◆ What you will do: Word for word, set down the full listing below.

(Material to process Opens)

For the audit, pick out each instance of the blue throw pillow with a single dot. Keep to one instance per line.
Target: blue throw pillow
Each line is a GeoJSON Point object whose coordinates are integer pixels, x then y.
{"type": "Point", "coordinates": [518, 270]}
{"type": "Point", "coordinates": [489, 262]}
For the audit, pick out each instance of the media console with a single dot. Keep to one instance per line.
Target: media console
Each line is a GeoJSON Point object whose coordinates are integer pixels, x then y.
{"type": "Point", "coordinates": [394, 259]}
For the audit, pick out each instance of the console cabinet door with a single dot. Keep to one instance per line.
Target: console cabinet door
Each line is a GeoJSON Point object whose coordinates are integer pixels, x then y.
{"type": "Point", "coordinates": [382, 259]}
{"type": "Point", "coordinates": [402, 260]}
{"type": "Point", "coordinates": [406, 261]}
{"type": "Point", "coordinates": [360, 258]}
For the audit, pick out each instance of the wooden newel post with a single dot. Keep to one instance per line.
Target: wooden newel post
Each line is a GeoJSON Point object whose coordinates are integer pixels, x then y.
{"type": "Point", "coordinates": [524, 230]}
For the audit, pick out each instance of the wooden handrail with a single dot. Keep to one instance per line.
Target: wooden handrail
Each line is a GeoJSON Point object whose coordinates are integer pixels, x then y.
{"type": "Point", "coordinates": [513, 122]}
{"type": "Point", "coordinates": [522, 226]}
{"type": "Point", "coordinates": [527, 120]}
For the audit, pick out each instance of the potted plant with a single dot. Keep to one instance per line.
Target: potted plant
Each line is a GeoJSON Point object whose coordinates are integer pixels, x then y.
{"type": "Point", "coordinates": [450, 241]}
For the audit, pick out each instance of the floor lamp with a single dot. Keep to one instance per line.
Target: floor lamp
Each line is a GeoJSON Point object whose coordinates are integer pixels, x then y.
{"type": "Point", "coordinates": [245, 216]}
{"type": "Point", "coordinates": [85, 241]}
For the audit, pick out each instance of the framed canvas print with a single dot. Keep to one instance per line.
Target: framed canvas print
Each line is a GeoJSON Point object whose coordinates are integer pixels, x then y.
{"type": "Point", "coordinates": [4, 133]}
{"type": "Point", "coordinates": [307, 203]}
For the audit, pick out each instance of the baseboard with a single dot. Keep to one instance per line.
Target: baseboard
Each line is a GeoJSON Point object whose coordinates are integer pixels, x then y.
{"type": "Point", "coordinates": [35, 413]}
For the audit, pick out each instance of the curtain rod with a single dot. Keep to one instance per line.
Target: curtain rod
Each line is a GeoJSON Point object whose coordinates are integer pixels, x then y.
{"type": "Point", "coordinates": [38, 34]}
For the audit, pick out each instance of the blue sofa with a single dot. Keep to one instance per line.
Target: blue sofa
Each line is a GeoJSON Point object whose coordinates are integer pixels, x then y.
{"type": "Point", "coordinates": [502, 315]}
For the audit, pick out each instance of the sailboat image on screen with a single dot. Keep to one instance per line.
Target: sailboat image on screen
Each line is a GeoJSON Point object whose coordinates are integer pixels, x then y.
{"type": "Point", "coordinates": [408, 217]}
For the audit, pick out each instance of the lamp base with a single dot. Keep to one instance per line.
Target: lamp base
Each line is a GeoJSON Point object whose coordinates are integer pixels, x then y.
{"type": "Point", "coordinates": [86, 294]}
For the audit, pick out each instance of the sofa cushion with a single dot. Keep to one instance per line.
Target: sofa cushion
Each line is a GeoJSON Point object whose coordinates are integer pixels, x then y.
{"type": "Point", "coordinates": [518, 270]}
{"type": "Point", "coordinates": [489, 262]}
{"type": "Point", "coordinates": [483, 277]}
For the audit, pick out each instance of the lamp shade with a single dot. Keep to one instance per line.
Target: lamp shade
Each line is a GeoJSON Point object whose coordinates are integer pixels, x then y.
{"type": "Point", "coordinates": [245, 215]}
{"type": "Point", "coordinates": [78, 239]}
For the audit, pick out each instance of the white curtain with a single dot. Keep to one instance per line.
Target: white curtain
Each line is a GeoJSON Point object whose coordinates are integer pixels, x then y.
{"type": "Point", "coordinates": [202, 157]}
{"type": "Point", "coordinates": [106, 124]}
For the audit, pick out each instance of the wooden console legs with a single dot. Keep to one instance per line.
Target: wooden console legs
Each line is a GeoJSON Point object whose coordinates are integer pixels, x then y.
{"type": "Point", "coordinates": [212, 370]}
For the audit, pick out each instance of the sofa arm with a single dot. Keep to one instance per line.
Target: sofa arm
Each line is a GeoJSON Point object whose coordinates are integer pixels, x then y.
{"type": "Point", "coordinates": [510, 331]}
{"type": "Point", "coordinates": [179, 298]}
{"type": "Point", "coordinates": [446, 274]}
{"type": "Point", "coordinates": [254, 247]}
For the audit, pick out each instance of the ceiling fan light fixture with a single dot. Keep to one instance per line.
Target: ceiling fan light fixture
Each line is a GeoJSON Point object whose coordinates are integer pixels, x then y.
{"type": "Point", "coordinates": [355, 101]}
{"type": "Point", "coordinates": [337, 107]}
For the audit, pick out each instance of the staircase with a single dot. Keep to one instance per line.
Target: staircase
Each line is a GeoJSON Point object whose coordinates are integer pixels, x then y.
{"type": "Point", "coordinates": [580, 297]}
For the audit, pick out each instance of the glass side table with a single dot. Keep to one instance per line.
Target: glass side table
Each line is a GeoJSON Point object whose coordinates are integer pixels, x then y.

(Material to process Closes)

◆ Response below:
For the audit, pick out each instance of the blue throw pillow with a single dot. Keep to one instance per line.
Target: blue throw pillow
Each line is a GeoJSON Point object whose coordinates are integer pixels, x then y.
{"type": "Point", "coordinates": [518, 270]}
{"type": "Point", "coordinates": [489, 262]}
For the audit, pick out each instance of the media console with a single dot. Keep to one instance per line.
Target: media console
Each line is a GeoJSON Point object whose coordinates are integer pixels, x then y.
{"type": "Point", "coordinates": [394, 259]}
For the audit, pick out each instance of the console cabinet door with a single dot. Keep to one instance per line.
Target: console cabinet door
Each line is a GeoJSON Point object whose coordinates are integer pixels, x then y.
{"type": "Point", "coordinates": [382, 259]}
{"type": "Point", "coordinates": [402, 260]}
{"type": "Point", "coordinates": [406, 261]}
{"type": "Point", "coordinates": [360, 258]}
For the audit, pick out each instance of the wooden newel post with a single dot. Keep to one instance per line.
Target: wooden newel post
Each line is a GeoJSON Point object whose coordinates are integer pixels, x then y.
{"type": "Point", "coordinates": [524, 230]}
For the audit, pick out each instance of the wooden handrail with a single dot. Keep to one instance per line.
Target: wooden handrail
Each line is a GeoJSON Point object whose coordinates are integer pixels, x then y.
{"type": "Point", "coordinates": [513, 122]}
{"type": "Point", "coordinates": [522, 226]}
{"type": "Point", "coordinates": [527, 120]}
For the audit, pick out each instance of the potted plant with a single dot. Keep to one instance per line.
Target: potted plant
Each line is a GeoJSON Point object whose coordinates are integer pixels, x then y.
{"type": "Point", "coordinates": [450, 241]}
For the audit, pick out each instance of the floor lamp with a single dot. Keep to one instance per line.
Target: floor lamp
Each line is a GeoJSON Point object whose coordinates are integer pixels, x then y.
{"type": "Point", "coordinates": [245, 216]}
{"type": "Point", "coordinates": [85, 241]}
For the audit, pick out each instance of the framed canvas print with a single dot. Keep to one instance per line.
Target: framed canvas print
Each line is a GeoJSON Point object whose coordinates are integer pixels, x then y.
{"type": "Point", "coordinates": [4, 133]}
{"type": "Point", "coordinates": [307, 203]}
For the audit, pick out each instance of the baseboard with a single dot. Keep to one instance per line.
Target: baseboard
Each line is a GeoJSON Point object whose coordinates are integer pixels, x then y.
{"type": "Point", "coordinates": [35, 413]}
For the audit, pick out each instance of the curtain rod with a single dot. Keep to one instance per line.
Target: curtain rod
Each line is a GeoJSON Point object whose coordinates are integer pixels, x then y.
{"type": "Point", "coordinates": [38, 34]}
For the audit, pick out each instance of the blue sofa with a single dot. Keep to one instance per line.
Target: blue sofa
Each line is a GeoJSON Point object whose coordinates are integer pixels, x then y.
{"type": "Point", "coordinates": [502, 315]}
For the audit, pick out each instance of the sailboat image on screen with a single dot. Keep to one instance per line.
Target: sailboat image on screen
Each line is a GeoJSON Point object whose coordinates are integer pixels, x then y.
{"type": "Point", "coordinates": [408, 217]}
For the audit, pick out each instance of the lamp base with a single dot. Keep to one instance per line.
Target: lamp base
Each line is a GeoJSON Point object whose coordinates are integer pixels, x then y.
{"type": "Point", "coordinates": [86, 294]}
For the audit, pick out each instance of the sofa cushion with a single dot. Keep to one instance per line.
Target: sofa cushion
Each line is a GeoJSON Point object whose coordinates are integer pixels, x then y.
{"type": "Point", "coordinates": [518, 270]}
{"type": "Point", "coordinates": [489, 262]}
{"type": "Point", "coordinates": [483, 277]}
For the audit, pick out each instance of the lamp shade with a single dot. Keep to one instance per line.
Target: lamp shade
Each line is a GeoJSON Point object whose coordinates are integer pixels, x then y.
{"type": "Point", "coordinates": [245, 215]}
{"type": "Point", "coordinates": [78, 239]}
For the audit, pick out each instance of the white curtain with a single dot. Keep to one instance per line.
Target: white curtain
Each line is a GeoJSON Point object whose coordinates are integer pixels, x then y.
{"type": "Point", "coordinates": [202, 157]}
{"type": "Point", "coordinates": [106, 124]}
For the audit, pick out each instance of the wooden console legs with a single dot. Keep to one instance per line.
Target: wooden console legs
Each line is a GeoJSON Point object whose coordinates are integer pixels, x then y.
{"type": "Point", "coordinates": [212, 370]}
For the audit, pick out each instance of the sofa arm with a single dot. Keep to one instance per line.
Target: sofa arm
Each line is a GeoJSON Point object whose coordinates are integer pixels, x then y.
{"type": "Point", "coordinates": [510, 331]}
{"type": "Point", "coordinates": [179, 298]}
{"type": "Point", "coordinates": [446, 274]}
{"type": "Point", "coordinates": [254, 247]}
For the audit, pick out each instance of the ceiling fan light fixture with a single dot. Keep to one instance per line.
Target: ceiling fan light fixture
Each line is a GeoJSON Point object whose coordinates are integer pixels, x then y.
{"type": "Point", "coordinates": [355, 101]}
{"type": "Point", "coordinates": [337, 107]}
For the audit, pick out each instance of the staircase with a single dot. Keep to one instance per line.
Target: staircase
Each line is a GeoJSON Point object whose coordinates are integer pixels, x then y.
{"type": "Point", "coordinates": [580, 297]}
For the audit, pick out each instance of the glass side table with a single dot. Keep to one instance per line.
Target: glass side table
Each line is a GeoJSON Point object whose coordinates are integer pixels, x then y.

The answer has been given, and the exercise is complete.